▸ A run of entries
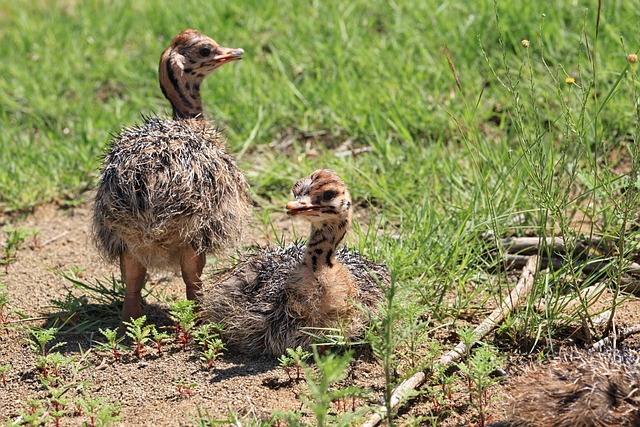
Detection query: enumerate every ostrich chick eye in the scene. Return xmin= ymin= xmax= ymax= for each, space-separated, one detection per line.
xmin=322 ymin=191 xmax=336 ymax=202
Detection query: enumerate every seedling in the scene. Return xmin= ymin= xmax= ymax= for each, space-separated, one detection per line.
xmin=47 ymin=387 xmax=69 ymax=427
xmin=172 ymin=379 xmax=197 ymax=397
xmin=0 ymin=364 xmax=11 ymax=387
xmin=151 ymin=328 xmax=171 ymax=355
xmin=0 ymin=283 xmax=9 ymax=329
xmin=169 ymin=300 xmax=199 ymax=351
xmin=278 ymin=346 xmax=311 ymax=381
xmin=200 ymin=338 xmax=225 ymax=369
xmin=123 ymin=316 xmax=155 ymax=359
xmin=99 ymin=328 xmax=126 ymax=360
xmin=458 ymin=342 xmax=504 ymax=427
xmin=36 ymin=352 xmax=75 ymax=387
xmin=29 ymin=328 xmax=66 ymax=357
xmin=76 ymin=393 xmax=122 ymax=427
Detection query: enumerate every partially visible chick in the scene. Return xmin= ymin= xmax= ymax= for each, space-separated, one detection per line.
xmin=202 ymin=169 xmax=389 ymax=356
xmin=500 ymin=350 xmax=640 ymax=427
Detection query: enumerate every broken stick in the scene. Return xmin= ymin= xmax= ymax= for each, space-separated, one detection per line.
xmin=363 ymin=256 xmax=539 ymax=427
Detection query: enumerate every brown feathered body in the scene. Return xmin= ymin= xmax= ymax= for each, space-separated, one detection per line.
xmin=202 ymin=169 xmax=390 ymax=356
xmin=92 ymin=29 xmax=250 ymax=321
xmin=93 ymin=118 xmax=250 ymax=268
xmin=502 ymin=350 xmax=640 ymax=427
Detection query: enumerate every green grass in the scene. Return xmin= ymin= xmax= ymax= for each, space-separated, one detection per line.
xmin=0 ymin=0 xmax=640 ymax=424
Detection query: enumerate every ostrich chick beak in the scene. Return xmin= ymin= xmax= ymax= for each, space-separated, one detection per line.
xmin=286 ymin=200 xmax=320 ymax=216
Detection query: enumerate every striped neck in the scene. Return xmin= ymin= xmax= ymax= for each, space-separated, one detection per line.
xmin=158 ymin=47 xmax=206 ymax=119
xmin=302 ymin=217 xmax=351 ymax=272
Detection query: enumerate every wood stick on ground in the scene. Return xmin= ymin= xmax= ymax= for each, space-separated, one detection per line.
xmin=363 ymin=256 xmax=538 ymax=427
xmin=592 ymin=325 xmax=640 ymax=351
xmin=504 ymin=254 xmax=640 ymax=274
xmin=500 ymin=237 xmax=604 ymax=258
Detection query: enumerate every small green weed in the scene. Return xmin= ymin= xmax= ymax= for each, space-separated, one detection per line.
xmin=278 ymin=346 xmax=311 ymax=381
xmin=0 ymin=364 xmax=11 ymax=386
xmin=168 ymin=299 xmax=199 ymax=351
xmin=123 ymin=316 xmax=155 ymax=359
xmin=97 ymin=328 xmax=127 ymax=360
xmin=457 ymin=329 xmax=505 ymax=427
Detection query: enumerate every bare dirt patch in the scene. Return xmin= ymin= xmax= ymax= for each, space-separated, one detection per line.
xmin=0 ymin=204 xmax=640 ymax=426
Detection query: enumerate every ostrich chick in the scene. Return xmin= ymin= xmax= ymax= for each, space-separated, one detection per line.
xmin=202 ymin=169 xmax=389 ymax=356
xmin=500 ymin=350 xmax=640 ymax=427
xmin=92 ymin=30 xmax=250 ymax=320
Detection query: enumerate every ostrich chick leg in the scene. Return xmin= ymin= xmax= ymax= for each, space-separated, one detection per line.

▸ Problem to solve
Set out every line of the entries above as a numbered list, with the pictures and any blank lines left out.

▸ Final answer
1. Detection query: enumerate every ostrich chick eye in the scene. Return xmin= ymin= xmax= ymax= for each, space-separated, one detection per line.
2. xmin=322 ymin=191 xmax=336 ymax=202
3. Detection query: enumerate every seedling in the scene. Return xmin= ymin= xmax= ymax= for each, space-separated, one detection per line.
4. xmin=47 ymin=387 xmax=69 ymax=427
5. xmin=172 ymin=379 xmax=197 ymax=397
6. xmin=0 ymin=364 xmax=11 ymax=387
7. xmin=151 ymin=328 xmax=171 ymax=355
8. xmin=0 ymin=283 xmax=9 ymax=329
9. xmin=169 ymin=300 xmax=199 ymax=351
10. xmin=278 ymin=346 xmax=311 ymax=381
11. xmin=200 ymin=338 xmax=225 ymax=369
12. xmin=123 ymin=316 xmax=155 ymax=359
13. xmin=99 ymin=328 xmax=126 ymax=360
14. xmin=458 ymin=342 xmax=504 ymax=427
15. xmin=36 ymin=352 xmax=75 ymax=387
16. xmin=29 ymin=328 xmax=66 ymax=357
17. xmin=76 ymin=393 xmax=122 ymax=427
18. Detection query: enumerate every partially visible chick in the scene. Return xmin= ymin= xmax= ymax= for each, space-separated, one detection per line.
19. xmin=202 ymin=169 xmax=389 ymax=356
20. xmin=500 ymin=350 xmax=640 ymax=427
21. Detection query: enumerate every broken stick in the scene. Return xmin= ymin= xmax= ymax= for each, space-separated, one detection per line.
22. xmin=363 ymin=256 xmax=539 ymax=427
23. Detection query: enumerate every brown feathered body in the scene. Return xmin= ymin= xmax= ymax= for each, space-separated, one detection per line.
24. xmin=202 ymin=169 xmax=390 ymax=356
25. xmin=92 ymin=29 xmax=250 ymax=321
26. xmin=93 ymin=118 xmax=250 ymax=268
27. xmin=502 ymin=350 xmax=640 ymax=427
28. Detection query: enumerate every green grass in the scene. Return xmin= ymin= xmax= ymax= for each, space-separated, one detection per line.
29. xmin=0 ymin=0 xmax=640 ymax=424
30. Detection query: enumerate every ostrich chick beak in the scene. Return xmin= ymin= xmax= ymax= for each, space-separated, one detection per line.
31. xmin=286 ymin=200 xmax=320 ymax=216
32. Detection query: enumerate every striped neck in the scene. Return xmin= ymin= xmax= ymax= for each, space-separated, one detection per line.
33. xmin=158 ymin=47 xmax=206 ymax=119
34. xmin=302 ymin=217 xmax=351 ymax=272
35. Detection query: enumerate every wood stick on ground in the scene. Return xmin= ymin= xmax= ymax= for each, space-separated, one detection per line.
36. xmin=363 ymin=256 xmax=538 ymax=427
37. xmin=592 ymin=325 xmax=640 ymax=351
38. xmin=504 ymin=254 xmax=640 ymax=274
39. xmin=500 ymin=237 xmax=604 ymax=258
40. Detection query: enumerate every small green weed in the scene. Return xmin= ymin= xmax= ymax= for each, space-separated, one detection per line.
41. xmin=278 ymin=346 xmax=311 ymax=381
42. xmin=0 ymin=364 xmax=11 ymax=386
43. xmin=168 ymin=299 xmax=199 ymax=351
44. xmin=123 ymin=316 xmax=155 ymax=359
45. xmin=97 ymin=328 xmax=127 ymax=360
46. xmin=457 ymin=329 xmax=505 ymax=427
47. Detection query: enumerate every bare dirt patch in the scene. Return xmin= ymin= xmax= ymax= for each, space-separated, one detection per line.
48. xmin=0 ymin=204 xmax=640 ymax=426
49. Detection query: enumerate every ostrich chick in the scene. Return xmin= ymin= xmax= ymax= for each, space-separated, one detection per line.
50. xmin=202 ymin=169 xmax=389 ymax=356
51. xmin=500 ymin=350 xmax=640 ymax=427
52. xmin=92 ymin=30 xmax=250 ymax=320
53. Detection query: enumerate every ostrich chick leg in the scene. Return xmin= ymin= xmax= ymax= for each, space-separated, one detection per line.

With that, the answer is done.